··· Records provided ···

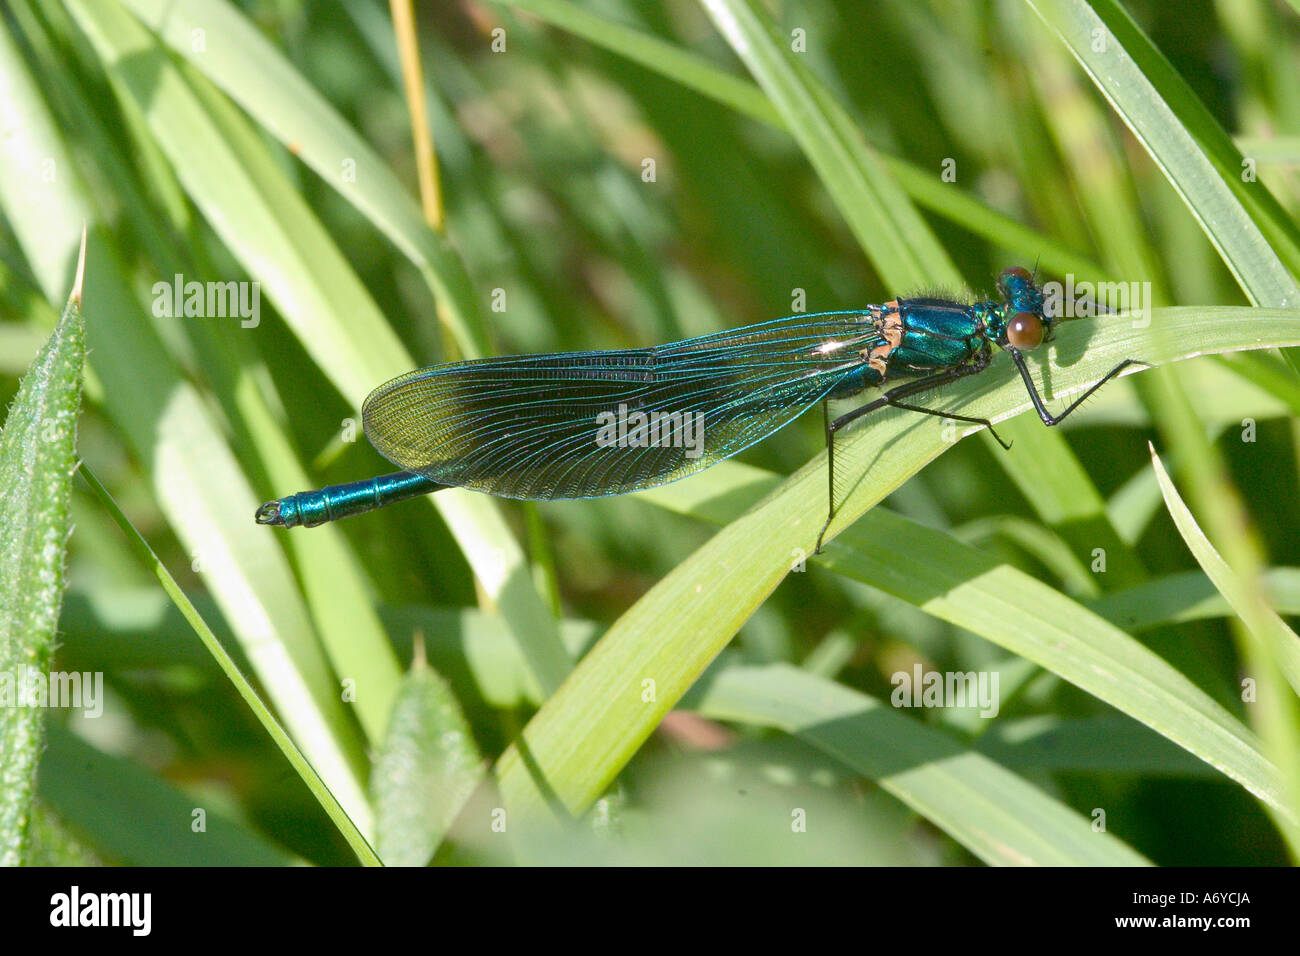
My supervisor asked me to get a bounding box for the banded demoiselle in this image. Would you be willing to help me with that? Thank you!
[256,267,1140,551]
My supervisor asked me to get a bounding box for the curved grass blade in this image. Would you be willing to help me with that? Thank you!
[77,464,381,865]
[1026,0,1300,315]
[808,508,1286,819]
[1149,440,1300,696]
[700,0,957,291]
[115,0,490,358]
[0,244,85,865]
[1149,445,1300,854]
[65,0,572,698]
[649,463,1289,822]
[1,9,374,833]
[684,663,1152,865]
[14,0,405,747]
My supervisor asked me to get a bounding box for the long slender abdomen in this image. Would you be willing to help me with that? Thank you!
[255,471,444,527]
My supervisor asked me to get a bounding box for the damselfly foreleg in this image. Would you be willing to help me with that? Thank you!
[1007,352,1146,426]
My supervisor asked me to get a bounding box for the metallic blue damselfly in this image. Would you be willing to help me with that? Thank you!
[256,267,1140,551]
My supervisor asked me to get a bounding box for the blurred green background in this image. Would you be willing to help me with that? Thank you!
[3,0,1300,865]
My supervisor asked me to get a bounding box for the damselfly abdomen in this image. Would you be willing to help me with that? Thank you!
[256,267,1140,551]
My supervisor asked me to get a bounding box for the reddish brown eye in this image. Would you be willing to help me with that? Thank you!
[1007,311,1044,350]
[1000,266,1032,283]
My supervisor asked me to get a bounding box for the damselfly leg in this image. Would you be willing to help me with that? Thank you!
[813,355,1145,554]
[816,364,1007,554]
[1007,353,1147,426]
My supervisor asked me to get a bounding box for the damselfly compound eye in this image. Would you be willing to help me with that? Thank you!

···

■ **What you have to do**: Your output should be the lines from the one with "the damselfly leg" through the end of the records above, copied exactly.

■ **Result for this task**:
My supervisor asked me to get a bounding box for the damselfly leg in this image. Would you be willing to help me with that? Thank you!
[813,355,1145,554]
[816,364,1007,554]
[1007,353,1147,426]
My supervisor asked me to get a bounding box for the damselfly compound eye in this image. Would you be willing to help me with that? Thank you!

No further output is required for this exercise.